*** Excerpted records ***
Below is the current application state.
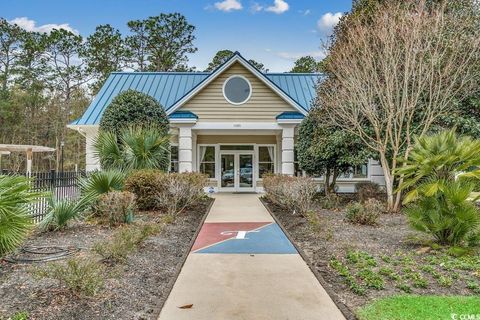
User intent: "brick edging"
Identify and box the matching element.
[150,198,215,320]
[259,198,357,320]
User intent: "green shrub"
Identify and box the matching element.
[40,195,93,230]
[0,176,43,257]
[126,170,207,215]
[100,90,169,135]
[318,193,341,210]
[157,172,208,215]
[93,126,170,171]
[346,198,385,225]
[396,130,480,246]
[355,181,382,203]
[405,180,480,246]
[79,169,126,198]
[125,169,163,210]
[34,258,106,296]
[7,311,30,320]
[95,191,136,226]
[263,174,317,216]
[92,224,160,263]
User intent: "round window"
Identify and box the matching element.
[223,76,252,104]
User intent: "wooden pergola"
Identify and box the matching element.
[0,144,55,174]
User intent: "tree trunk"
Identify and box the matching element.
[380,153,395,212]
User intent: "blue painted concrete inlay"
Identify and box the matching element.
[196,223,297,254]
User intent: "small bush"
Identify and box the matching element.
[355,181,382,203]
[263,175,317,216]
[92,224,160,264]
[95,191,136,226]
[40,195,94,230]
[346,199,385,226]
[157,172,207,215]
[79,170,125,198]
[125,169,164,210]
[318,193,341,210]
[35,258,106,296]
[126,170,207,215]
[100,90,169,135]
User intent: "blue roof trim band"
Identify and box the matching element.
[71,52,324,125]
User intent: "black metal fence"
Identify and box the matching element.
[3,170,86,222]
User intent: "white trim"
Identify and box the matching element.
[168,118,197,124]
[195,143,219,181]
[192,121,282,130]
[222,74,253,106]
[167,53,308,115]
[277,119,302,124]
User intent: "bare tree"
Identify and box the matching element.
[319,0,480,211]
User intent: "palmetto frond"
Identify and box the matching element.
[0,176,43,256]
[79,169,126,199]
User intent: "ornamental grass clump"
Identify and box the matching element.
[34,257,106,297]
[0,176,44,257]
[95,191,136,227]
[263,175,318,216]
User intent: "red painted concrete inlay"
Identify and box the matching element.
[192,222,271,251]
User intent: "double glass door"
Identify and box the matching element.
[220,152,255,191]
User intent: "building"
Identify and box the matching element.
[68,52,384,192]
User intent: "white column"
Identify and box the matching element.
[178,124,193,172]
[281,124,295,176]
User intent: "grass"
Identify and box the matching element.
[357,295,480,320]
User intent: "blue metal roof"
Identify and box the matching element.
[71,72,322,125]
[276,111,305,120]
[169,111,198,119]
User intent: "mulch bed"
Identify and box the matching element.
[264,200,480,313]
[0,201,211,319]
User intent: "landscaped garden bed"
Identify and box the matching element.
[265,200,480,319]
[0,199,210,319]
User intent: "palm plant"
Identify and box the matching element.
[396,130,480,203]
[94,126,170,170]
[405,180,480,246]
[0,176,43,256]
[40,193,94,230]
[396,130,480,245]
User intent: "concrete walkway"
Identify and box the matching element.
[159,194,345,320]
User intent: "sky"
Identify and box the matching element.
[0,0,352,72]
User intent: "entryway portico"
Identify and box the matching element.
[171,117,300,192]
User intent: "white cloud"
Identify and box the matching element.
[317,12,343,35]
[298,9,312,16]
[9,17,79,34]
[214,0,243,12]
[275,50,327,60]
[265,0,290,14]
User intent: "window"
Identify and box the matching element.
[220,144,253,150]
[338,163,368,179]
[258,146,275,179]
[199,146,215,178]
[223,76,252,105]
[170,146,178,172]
***
*** Excerpted records ***
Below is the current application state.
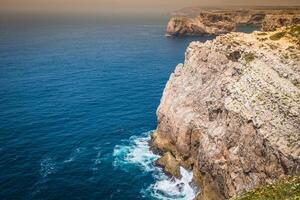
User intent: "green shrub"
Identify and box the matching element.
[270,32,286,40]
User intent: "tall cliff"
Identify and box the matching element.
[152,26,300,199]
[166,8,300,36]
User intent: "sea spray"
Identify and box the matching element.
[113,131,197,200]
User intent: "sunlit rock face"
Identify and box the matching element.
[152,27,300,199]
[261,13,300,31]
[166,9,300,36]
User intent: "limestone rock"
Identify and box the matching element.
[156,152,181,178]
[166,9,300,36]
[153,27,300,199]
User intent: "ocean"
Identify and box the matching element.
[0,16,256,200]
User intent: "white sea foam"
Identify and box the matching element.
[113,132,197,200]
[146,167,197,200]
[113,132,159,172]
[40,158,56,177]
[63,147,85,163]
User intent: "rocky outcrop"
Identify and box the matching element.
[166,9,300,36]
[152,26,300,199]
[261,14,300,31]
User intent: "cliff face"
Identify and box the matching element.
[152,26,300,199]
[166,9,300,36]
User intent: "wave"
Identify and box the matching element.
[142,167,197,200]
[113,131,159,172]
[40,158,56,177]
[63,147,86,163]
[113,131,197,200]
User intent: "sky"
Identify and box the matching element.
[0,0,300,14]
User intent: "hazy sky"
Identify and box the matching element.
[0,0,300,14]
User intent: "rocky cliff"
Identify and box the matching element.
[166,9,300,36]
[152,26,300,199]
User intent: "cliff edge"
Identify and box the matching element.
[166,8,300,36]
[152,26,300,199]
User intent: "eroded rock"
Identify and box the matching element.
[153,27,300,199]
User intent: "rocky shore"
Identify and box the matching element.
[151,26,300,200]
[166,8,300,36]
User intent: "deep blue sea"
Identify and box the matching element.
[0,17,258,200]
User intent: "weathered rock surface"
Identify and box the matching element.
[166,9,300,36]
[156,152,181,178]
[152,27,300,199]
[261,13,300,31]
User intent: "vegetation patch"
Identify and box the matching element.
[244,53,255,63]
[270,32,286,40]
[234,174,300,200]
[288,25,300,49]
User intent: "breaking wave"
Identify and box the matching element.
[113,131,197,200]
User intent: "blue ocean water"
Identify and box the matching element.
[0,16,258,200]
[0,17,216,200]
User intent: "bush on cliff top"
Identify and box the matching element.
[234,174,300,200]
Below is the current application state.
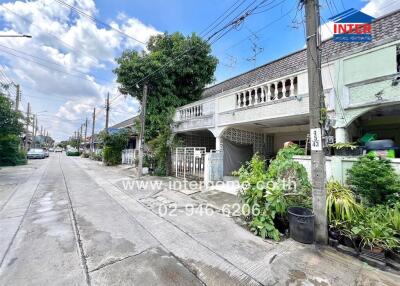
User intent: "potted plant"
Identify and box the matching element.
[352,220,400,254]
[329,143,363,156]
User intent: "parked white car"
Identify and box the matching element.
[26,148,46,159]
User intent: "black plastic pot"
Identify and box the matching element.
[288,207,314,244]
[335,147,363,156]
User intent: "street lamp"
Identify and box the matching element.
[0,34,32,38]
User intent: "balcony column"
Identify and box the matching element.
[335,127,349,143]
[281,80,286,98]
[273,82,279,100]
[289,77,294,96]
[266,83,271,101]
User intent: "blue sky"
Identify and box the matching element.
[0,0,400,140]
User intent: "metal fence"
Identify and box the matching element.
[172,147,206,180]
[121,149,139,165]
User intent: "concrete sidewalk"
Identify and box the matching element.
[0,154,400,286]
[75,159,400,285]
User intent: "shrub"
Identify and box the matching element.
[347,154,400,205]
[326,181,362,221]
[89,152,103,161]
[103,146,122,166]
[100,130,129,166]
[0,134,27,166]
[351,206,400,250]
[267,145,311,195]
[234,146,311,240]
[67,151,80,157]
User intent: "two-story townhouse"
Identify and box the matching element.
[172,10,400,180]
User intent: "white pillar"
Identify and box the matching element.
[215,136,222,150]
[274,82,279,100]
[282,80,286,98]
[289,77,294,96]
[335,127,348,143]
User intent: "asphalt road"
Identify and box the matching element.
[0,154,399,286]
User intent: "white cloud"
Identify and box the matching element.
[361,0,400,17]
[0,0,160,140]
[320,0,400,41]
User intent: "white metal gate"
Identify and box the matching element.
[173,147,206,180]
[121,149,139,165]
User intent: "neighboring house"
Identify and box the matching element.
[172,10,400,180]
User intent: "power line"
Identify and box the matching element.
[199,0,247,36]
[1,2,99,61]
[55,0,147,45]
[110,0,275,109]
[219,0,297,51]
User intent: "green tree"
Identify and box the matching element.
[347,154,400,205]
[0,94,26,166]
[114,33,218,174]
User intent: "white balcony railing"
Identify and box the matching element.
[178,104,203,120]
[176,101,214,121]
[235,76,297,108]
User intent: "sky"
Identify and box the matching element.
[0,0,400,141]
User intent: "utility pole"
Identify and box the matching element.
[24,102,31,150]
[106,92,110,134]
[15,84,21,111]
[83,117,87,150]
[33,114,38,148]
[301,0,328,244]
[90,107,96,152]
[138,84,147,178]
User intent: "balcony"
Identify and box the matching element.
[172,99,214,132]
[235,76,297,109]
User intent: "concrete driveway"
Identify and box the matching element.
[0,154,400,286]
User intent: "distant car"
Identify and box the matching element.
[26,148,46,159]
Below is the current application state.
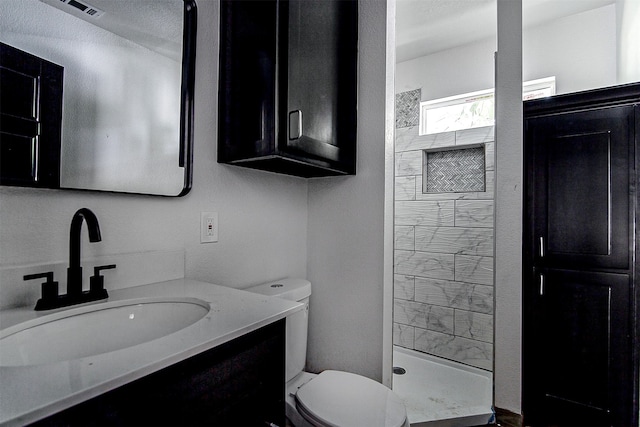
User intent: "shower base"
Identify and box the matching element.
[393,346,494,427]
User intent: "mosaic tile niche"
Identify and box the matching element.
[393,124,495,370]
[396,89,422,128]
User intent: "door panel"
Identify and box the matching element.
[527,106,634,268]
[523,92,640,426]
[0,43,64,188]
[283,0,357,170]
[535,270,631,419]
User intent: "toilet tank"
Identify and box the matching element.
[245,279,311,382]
***
# Exercise goal
How many lines in the data above contain the string "fence"? Reply with the number alone.

# Finished exercise
2